Extract: Begin
Hanging in the Balance (1)
This commentary is based on a review of the paper by McCall et al 2015 by Clare Pedersen
McCall et al. Injury risk factors, screening tests and preventative strategies: a systemic review of the evidence that underpins the perceptions and practices of 44 football (soccer) teams from various premier leagues. British Journal of Sports Medicine, 2013, 49:9 583-589
Cultural practice and the weight of evidence
The article above reflects upon the current state of play in Premier League Football clubs with regards to the validity of current methods of practice. Studies examining the perceived 3 top risk factors related to injury of fatigue, muscle imbalance, and previous injury, were considered alongside the use the use of screening tests and preventative exercises.
• It stated the overall level of evidence for previous injury, fatigue and muscle imbalance as risk factors were 2++, 4 and ‘inconclusive’, respectively.
• The graded recommendation for a functional movement screen, psychological questionnaire and isokinetic muscle testing were all ‘D’.
• Eccentric hamstring work had a weak graded ‘C’ recommendation, whilst eccentric exercise for other body parts was ‘D’.
• Balance/proprioception exercise to reduce ankle and knee sprain injury was assigned a graded recommendation ‘D’.
The authors opine that although the perceptions and practice of Premier League teams are currently based upon these low levels of evidence and low graded recommendations it does not imply these are not important, rather suggesting practice of this kind is simply yet to be ”sufficiently validated” or refuted.
Andy Franklyn Miller (2015), also commented on this article, stating it as,
”highlighting the lack of investment in finding actual strategies to effectively alter training injury risk which likely lie in modifiable training program design, strategy and coaching”.
Previous – history predicts the future?
Extract: End
Provided material: Begin
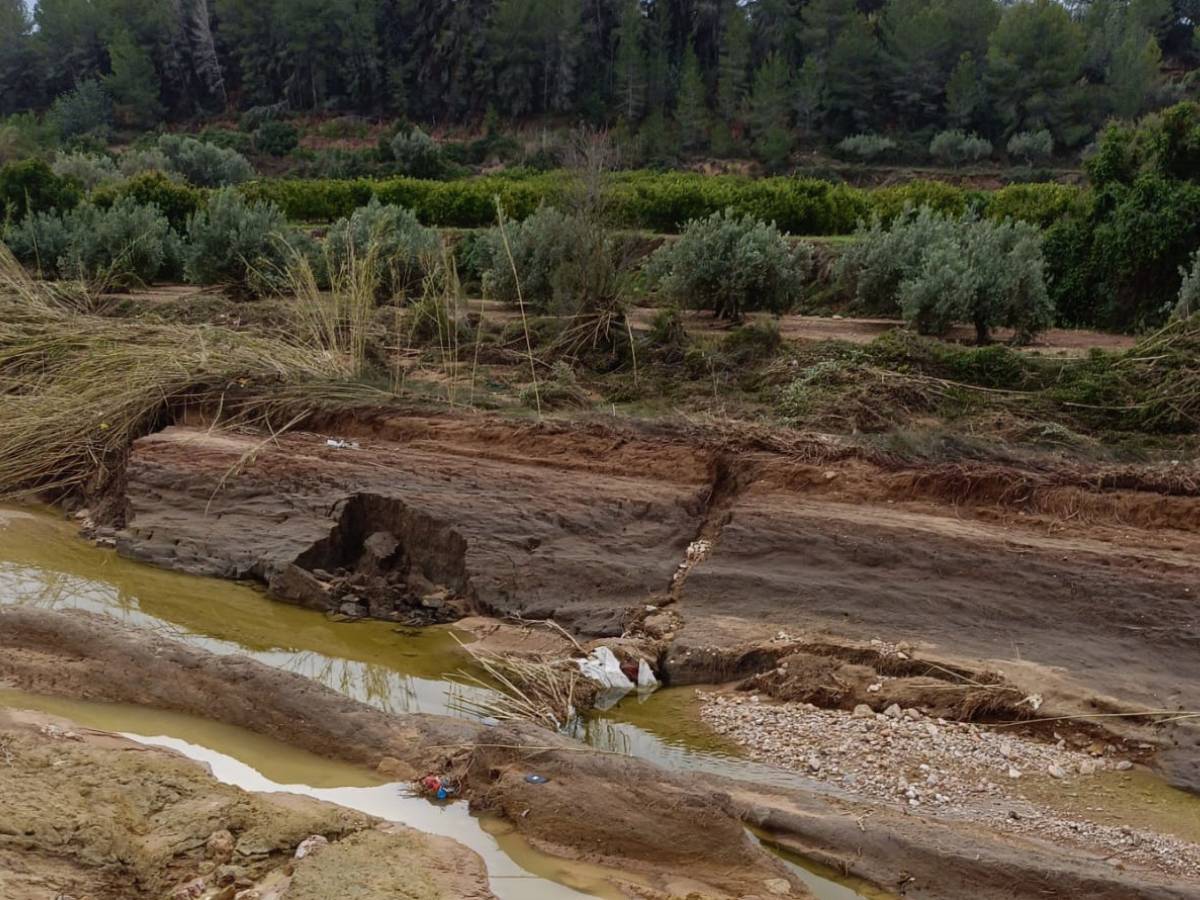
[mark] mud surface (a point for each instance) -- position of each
(85, 814)
(1060, 583)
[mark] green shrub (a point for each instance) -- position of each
(276, 138)
(23, 136)
(559, 263)
(889, 203)
(417, 154)
(405, 250)
(1037, 204)
(1031, 145)
(31, 186)
(204, 165)
(83, 112)
(1188, 303)
(40, 240)
(755, 342)
(228, 139)
(123, 245)
(137, 161)
(937, 270)
(88, 169)
(256, 117)
(867, 147)
(339, 163)
(177, 201)
(955, 148)
(731, 264)
(238, 244)
(345, 126)
(1117, 263)
(127, 244)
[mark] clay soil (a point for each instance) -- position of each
(94, 816)
(983, 593)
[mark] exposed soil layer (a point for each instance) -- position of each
(630, 828)
(87, 814)
(681, 834)
(1066, 582)
(402, 527)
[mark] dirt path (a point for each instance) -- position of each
(964, 592)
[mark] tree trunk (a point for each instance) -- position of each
(196, 53)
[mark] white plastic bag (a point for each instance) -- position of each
(646, 679)
(603, 666)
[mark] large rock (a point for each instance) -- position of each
(397, 522)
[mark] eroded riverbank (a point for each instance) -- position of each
(405, 654)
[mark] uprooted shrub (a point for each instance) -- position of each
(89, 169)
(731, 264)
(31, 186)
(119, 246)
(937, 270)
(204, 165)
(175, 199)
(403, 249)
(1188, 303)
(239, 244)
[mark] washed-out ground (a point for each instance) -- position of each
(832, 580)
(90, 815)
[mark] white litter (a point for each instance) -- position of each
(646, 678)
(603, 666)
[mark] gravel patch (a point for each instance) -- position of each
(937, 767)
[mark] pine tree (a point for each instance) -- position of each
(19, 77)
(1133, 72)
(133, 83)
(733, 65)
(809, 93)
(1035, 61)
(691, 109)
(631, 63)
(964, 93)
(769, 112)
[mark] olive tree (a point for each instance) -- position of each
(731, 264)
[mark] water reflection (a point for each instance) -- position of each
(43, 564)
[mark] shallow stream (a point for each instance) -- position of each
(43, 563)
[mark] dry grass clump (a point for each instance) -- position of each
(516, 688)
(77, 389)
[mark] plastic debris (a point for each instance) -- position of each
(437, 786)
(311, 845)
(603, 666)
(646, 679)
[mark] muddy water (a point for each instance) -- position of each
(255, 762)
(43, 563)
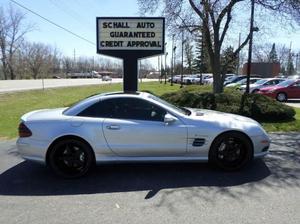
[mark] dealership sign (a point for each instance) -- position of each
(130, 38)
(142, 36)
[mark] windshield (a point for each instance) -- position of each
(179, 110)
(242, 81)
(286, 83)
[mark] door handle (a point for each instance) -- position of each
(113, 127)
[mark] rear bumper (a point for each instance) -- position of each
(32, 150)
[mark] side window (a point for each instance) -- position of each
(137, 109)
(100, 109)
(297, 84)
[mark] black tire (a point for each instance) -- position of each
(231, 151)
(281, 97)
(71, 158)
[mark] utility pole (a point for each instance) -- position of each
(172, 60)
(238, 62)
(161, 69)
(158, 68)
(250, 47)
(74, 60)
(166, 54)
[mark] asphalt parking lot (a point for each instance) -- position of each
(268, 191)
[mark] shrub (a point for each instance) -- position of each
(258, 107)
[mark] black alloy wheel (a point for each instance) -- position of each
(71, 158)
(231, 151)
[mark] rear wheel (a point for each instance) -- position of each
(281, 97)
(71, 158)
(231, 151)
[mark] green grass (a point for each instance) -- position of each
(14, 105)
(284, 126)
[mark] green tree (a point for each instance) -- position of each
(188, 49)
(290, 69)
(200, 61)
(229, 61)
(215, 17)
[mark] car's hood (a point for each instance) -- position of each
(224, 121)
(212, 115)
(44, 114)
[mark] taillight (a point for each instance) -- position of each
(24, 130)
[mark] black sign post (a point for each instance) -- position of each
(130, 38)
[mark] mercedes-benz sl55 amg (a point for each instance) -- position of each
(137, 127)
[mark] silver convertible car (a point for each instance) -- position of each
(137, 127)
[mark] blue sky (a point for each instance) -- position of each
(79, 16)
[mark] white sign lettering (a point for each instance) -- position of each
(130, 34)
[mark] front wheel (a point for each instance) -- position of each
(231, 151)
(70, 158)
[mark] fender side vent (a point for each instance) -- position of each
(198, 142)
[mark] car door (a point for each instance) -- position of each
(137, 128)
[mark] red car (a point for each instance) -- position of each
(285, 90)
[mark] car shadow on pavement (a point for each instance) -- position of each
(29, 179)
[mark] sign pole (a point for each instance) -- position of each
(130, 76)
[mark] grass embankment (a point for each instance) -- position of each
(284, 126)
(14, 105)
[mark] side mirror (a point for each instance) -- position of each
(169, 119)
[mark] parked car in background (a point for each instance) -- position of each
(253, 88)
(288, 89)
(243, 82)
(233, 79)
(137, 127)
(192, 79)
(294, 77)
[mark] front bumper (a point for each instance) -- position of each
(261, 145)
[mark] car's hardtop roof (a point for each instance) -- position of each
(96, 97)
(125, 93)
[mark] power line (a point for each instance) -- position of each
(53, 23)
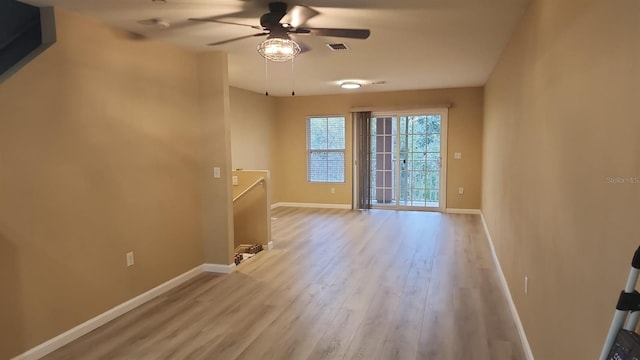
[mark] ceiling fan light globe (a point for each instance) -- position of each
(276, 49)
(350, 85)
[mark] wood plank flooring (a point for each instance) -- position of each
(338, 284)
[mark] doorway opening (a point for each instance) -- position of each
(406, 152)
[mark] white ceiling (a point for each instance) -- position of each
(414, 44)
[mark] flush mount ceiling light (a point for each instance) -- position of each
(279, 49)
(350, 85)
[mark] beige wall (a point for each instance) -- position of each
(252, 129)
(251, 208)
(560, 120)
(465, 136)
(102, 152)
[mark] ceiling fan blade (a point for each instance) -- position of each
(303, 47)
(238, 38)
(346, 33)
(226, 22)
(298, 15)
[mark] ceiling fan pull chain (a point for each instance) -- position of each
(293, 80)
(266, 77)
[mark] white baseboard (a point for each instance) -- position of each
(68, 336)
(505, 288)
(463, 211)
(217, 268)
(311, 205)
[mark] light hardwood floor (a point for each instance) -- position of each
(339, 284)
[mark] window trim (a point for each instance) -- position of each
(310, 151)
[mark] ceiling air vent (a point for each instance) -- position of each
(338, 46)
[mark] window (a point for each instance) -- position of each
(325, 149)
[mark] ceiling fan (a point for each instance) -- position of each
(282, 23)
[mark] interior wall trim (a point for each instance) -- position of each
(218, 268)
(311, 205)
(68, 336)
(463, 211)
(507, 293)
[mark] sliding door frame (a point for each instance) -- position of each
(444, 130)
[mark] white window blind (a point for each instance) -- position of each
(326, 149)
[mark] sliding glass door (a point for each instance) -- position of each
(407, 170)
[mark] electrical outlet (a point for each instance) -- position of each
(130, 259)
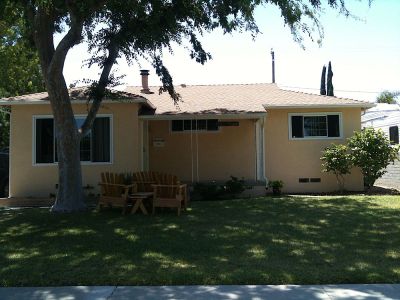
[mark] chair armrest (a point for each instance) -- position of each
(116, 184)
(169, 185)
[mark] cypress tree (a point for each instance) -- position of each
(323, 85)
(329, 81)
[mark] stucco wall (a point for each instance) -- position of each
(230, 151)
(289, 160)
(38, 181)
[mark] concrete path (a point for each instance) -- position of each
(253, 292)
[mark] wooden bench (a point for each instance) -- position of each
(114, 191)
(168, 191)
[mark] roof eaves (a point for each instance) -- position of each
(333, 105)
(247, 115)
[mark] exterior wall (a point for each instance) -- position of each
(288, 160)
(230, 151)
(27, 180)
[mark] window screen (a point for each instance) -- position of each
(297, 127)
(44, 141)
(333, 126)
(94, 147)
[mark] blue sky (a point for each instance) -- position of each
(365, 55)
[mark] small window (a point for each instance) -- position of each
(315, 126)
(44, 141)
(394, 135)
(195, 125)
(94, 147)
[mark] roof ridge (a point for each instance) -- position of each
(326, 96)
(214, 84)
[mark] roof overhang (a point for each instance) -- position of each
(186, 116)
(305, 106)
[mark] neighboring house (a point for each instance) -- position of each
(253, 131)
(386, 117)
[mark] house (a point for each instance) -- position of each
(257, 132)
(387, 118)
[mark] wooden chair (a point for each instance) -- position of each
(114, 191)
(170, 193)
(145, 180)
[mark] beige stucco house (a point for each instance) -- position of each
(255, 131)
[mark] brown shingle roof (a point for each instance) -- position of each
(239, 98)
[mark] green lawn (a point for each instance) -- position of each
(299, 240)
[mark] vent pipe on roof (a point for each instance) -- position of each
(145, 82)
(273, 65)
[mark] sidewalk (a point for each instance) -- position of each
(255, 292)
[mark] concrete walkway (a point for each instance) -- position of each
(253, 292)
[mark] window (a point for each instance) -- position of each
(325, 125)
(197, 125)
(394, 134)
(94, 147)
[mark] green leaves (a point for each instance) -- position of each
(369, 149)
(336, 159)
(388, 97)
(372, 153)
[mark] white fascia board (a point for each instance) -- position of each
(350, 105)
(203, 116)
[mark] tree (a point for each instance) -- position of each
(329, 84)
(371, 152)
(388, 97)
(323, 84)
(133, 29)
(336, 159)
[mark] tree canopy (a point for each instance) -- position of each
(389, 97)
(132, 29)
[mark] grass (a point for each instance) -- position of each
(287, 240)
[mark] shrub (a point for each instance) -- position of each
(234, 186)
(372, 153)
(276, 186)
(337, 160)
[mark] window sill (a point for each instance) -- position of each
(316, 138)
(83, 163)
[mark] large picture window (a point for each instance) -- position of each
(324, 125)
(94, 147)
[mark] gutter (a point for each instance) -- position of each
(203, 116)
(294, 106)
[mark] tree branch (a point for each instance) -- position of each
(43, 28)
(73, 36)
(98, 91)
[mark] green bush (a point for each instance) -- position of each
(337, 160)
(372, 152)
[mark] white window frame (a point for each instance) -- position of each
(36, 117)
(192, 130)
(316, 114)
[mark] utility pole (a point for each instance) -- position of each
(273, 65)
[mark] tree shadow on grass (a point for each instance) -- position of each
(299, 240)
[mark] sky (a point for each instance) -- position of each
(365, 55)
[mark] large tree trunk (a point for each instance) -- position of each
(70, 192)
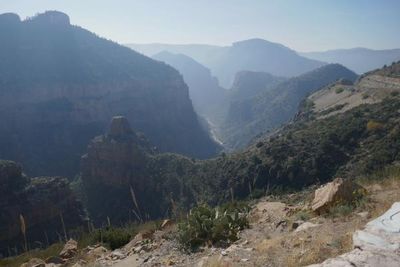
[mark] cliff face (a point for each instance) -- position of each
(124, 178)
(60, 85)
(41, 201)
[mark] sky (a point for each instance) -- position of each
(303, 25)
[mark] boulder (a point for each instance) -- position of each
(70, 249)
(378, 244)
(306, 226)
(166, 223)
(54, 260)
(34, 262)
(338, 191)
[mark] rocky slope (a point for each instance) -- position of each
(305, 152)
(284, 231)
(360, 60)
(344, 95)
(42, 201)
(251, 55)
(60, 85)
(271, 108)
(125, 179)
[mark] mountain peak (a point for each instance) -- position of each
(257, 43)
(52, 17)
(9, 18)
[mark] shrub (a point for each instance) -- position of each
(206, 226)
(303, 215)
(112, 237)
(374, 125)
(339, 90)
(365, 96)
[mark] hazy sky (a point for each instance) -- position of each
(304, 25)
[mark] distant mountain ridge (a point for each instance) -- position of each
(271, 108)
(252, 55)
(204, 90)
(60, 85)
(360, 60)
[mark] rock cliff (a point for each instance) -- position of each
(60, 85)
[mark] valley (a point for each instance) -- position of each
(239, 153)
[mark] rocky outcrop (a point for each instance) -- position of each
(61, 85)
(338, 191)
(126, 179)
(45, 203)
(69, 250)
(377, 245)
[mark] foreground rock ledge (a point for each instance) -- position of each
(377, 245)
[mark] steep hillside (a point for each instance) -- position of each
(206, 94)
(253, 116)
(344, 95)
(60, 85)
(45, 203)
(251, 55)
(360, 60)
(248, 84)
(307, 151)
(259, 55)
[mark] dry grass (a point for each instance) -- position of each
(53, 250)
(334, 235)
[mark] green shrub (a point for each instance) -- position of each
(365, 96)
(218, 226)
(339, 90)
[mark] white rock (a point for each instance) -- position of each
(377, 245)
(305, 226)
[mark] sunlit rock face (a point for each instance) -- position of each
(60, 85)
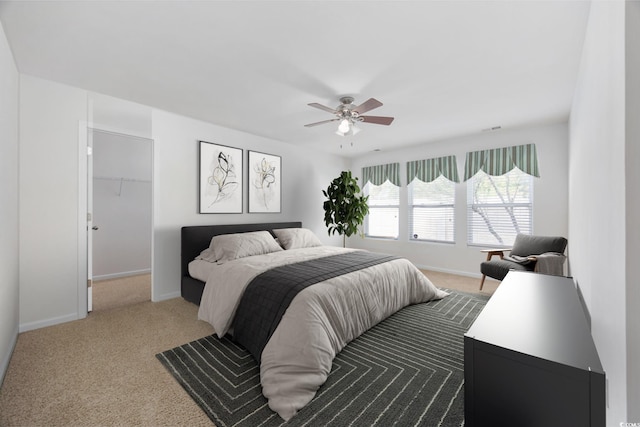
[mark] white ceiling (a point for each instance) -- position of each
(442, 68)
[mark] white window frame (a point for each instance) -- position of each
(373, 207)
(509, 202)
(449, 209)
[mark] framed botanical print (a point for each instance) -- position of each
(265, 187)
(220, 178)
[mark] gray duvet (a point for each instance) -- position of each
(320, 320)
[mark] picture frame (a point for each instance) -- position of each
(265, 183)
(220, 178)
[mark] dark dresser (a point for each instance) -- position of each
(530, 360)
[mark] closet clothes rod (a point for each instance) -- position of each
(111, 178)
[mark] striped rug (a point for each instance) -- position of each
(406, 371)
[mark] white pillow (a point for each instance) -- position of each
(228, 247)
(295, 238)
(207, 255)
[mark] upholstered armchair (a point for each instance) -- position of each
(543, 254)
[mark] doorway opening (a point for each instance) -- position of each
(120, 200)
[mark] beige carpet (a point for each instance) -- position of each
(112, 293)
(102, 371)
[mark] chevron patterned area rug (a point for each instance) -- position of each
(405, 371)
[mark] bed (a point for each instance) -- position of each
(244, 284)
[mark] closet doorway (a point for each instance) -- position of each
(121, 195)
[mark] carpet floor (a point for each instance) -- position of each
(406, 371)
(102, 370)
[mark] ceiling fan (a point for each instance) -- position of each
(349, 115)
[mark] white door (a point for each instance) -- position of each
(90, 227)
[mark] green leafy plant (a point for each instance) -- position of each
(345, 208)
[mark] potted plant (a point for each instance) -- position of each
(345, 208)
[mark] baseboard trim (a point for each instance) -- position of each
(30, 326)
(122, 274)
(445, 270)
(7, 357)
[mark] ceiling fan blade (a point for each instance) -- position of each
(367, 106)
(322, 107)
(320, 123)
(378, 120)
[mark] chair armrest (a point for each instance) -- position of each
(491, 252)
(503, 250)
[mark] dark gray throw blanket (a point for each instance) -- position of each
(269, 294)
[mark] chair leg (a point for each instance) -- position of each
(484, 276)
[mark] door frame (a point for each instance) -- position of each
(85, 251)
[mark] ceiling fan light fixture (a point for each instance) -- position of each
(344, 126)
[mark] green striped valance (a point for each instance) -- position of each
(499, 161)
(377, 175)
(430, 169)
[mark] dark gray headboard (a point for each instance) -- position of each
(196, 238)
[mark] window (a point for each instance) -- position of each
(384, 209)
(431, 210)
(499, 207)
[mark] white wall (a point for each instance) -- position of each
(550, 194)
(122, 190)
(9, 98)
(50, 222)
(304, 175)
(632, 167)
(50, 114)
(597, 196)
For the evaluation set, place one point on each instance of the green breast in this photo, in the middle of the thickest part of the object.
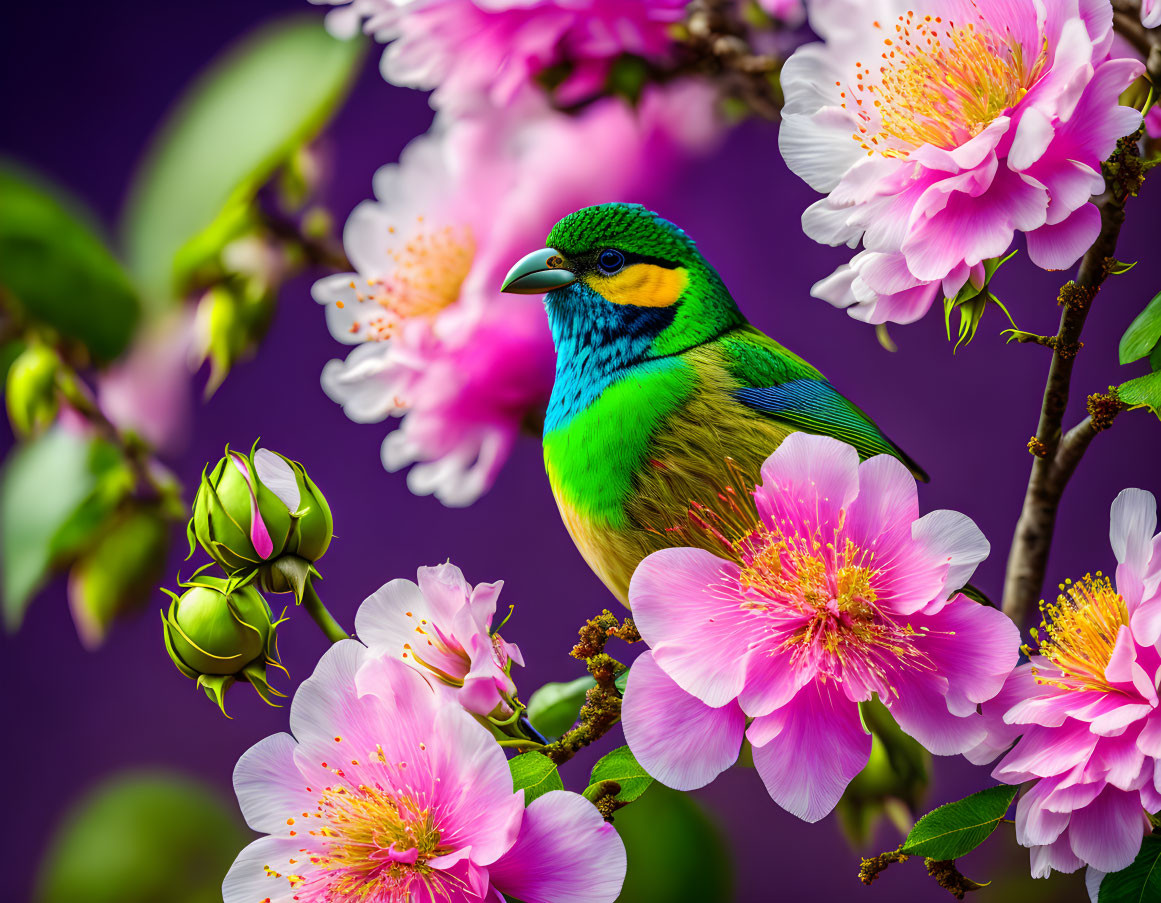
Provided material: End
[Required tasks]
- A) In the football injury commentary, what graded recommendation did eccentric hamstring work receive?
- B) Pick up the football injury commentary after its last line and keep writing it.
This data comes from a different source than the commentary.

[Exercise responses]
- A) A weak graded "C" recommendation.

- B)
The research for previous injury is well established, as identified in McCalls’ article showing the highest level of evidence was gained in the studies they examined, suggesting that previous injury in the same muscle does play a part in recurrent muscle injury.
A balanced argument?
Muscle imbalance currently lacks an agreed definition, a state leading to difficulties when comparing study methodology, interpretation and outcome. In the literature, the methodological sections often measure very different components – antagonist to agonist, concentric to eccentric action , different agonists working in the same direction yet with stabiliser or mobilser roles, yet all may be placed below the muscle imbalance banner. Such a ‘mezze’ approach to the topic often leaves review articles struggling to produce meaningful data. Of note, the perception amongst health professions is that muscle imbalance does have an important role to play. Yet, just as within academic publications, practitioners also display a lack of consensus as to what muscle imbalance can be defined as. This dual lack of clarity, apparent within the research and the clinic alike leaves the muscle imbalance component of injury risk vague and therefore, often, unsatisfactorily managed.